Begin
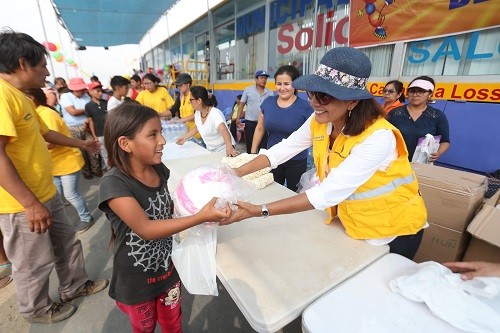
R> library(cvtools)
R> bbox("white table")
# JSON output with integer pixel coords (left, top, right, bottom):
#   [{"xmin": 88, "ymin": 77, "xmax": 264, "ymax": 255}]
[
  {"xmin": 162, "ymin": 141, "xmax": 210, "ymax": 161},
  {"xmin": 166, "ymin": 153, "xmax": 389, "ymax": 332},
  {"xmin": 302, "ymin": 253, "xmax": 462, "ymax": 333}
]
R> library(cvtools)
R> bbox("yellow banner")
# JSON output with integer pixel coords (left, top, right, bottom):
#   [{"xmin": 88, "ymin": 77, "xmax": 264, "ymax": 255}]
[
  {"xmin": 349, "ymin": 0, "xmax": 500, "ymax": 47},
  {"xmin": 368, "ymin": 82, "xmax": 500, "ymax": 103}
]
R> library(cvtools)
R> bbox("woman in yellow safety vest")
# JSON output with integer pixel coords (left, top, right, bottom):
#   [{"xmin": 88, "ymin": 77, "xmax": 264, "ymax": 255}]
[{"xmin": 221, "ymin": 47, "xmax": 427, "ymax": 259}]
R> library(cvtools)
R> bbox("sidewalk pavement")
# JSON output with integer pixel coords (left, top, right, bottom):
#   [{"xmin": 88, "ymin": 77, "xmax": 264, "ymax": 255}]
[{"xmin": 0, "ymin": 172, "xmax": 301, "ymax": 333}]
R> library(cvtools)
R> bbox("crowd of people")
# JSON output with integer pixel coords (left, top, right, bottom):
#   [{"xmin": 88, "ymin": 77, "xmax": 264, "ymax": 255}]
[{"xmin": 0, "ymin": 30, "xmax": 500, "ymax": 332}]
End
### Written task
Copy all the records above word for word, leaving out the pictures.

### Exercise solution
R> library(cvtools)
R> bbox("white table")
# JSON output with integer pixel coords (left, top, right, bottom):
#   [{"xmin": 88, "ymin": 77, "xmax": 264, "ymax": 255}]
[
  {"xmin": 162, "ymin": 141, "xmax": 210, "ymax": 161},
  {"xmin": 166, "ymin": 153, "xmax": 389, "ymax": 332},
  {"xmin": 302, "ymin": 253, "xmax": 462, "ymax": 333}
]
R> library(cvtools)
R> bbox("yellow banner")
# JSON output with integer pixel coords (left, top, right, bottom):
#   [{"xmin": 88, "ymin": 77, "xmax": 264, "ymax": 255}]
[
  {"xmin": 349, "ymin": 0, "xmax": 500, "ymax": 47},
  {"xmin": 368, "ymin": 82, "xmax": 500, "ymax": 103}
]
R> library(cvtools)
R> bbox("woman in yellow safety vest")
# JSON output with integer pixel coords (left, top, right, bottom):
#   [{"xmin": 88, "ymin": 77, "xmax": 264, "ymax": 255}]
[{"xmin": 221, "ymin": 47, "xmax": 427, "ymax": 259}]
R> library(cvtools)
R> bbox("sidewalk pavement")
# JSON output with integer pixel coords (left, top, right, bottom):
#   [{"xmin": 88, "ymin": 77, "xmax": 264, "ymax": 255}]
[{"xmin": 0, "ymin": 172, "xmax": 301, "ymax": 333}]
R> library(cvtools)
R> bbox("crowd of people")
# JSON output with integer pixel coords (left, top, right, bottom):
#   [{"xmin": 88, "ymin": 77, "xmax": 264, "ymax": 255}]
[{"xmin": 0, "ymin": 30, "xmax": 500, "ymax": 332}]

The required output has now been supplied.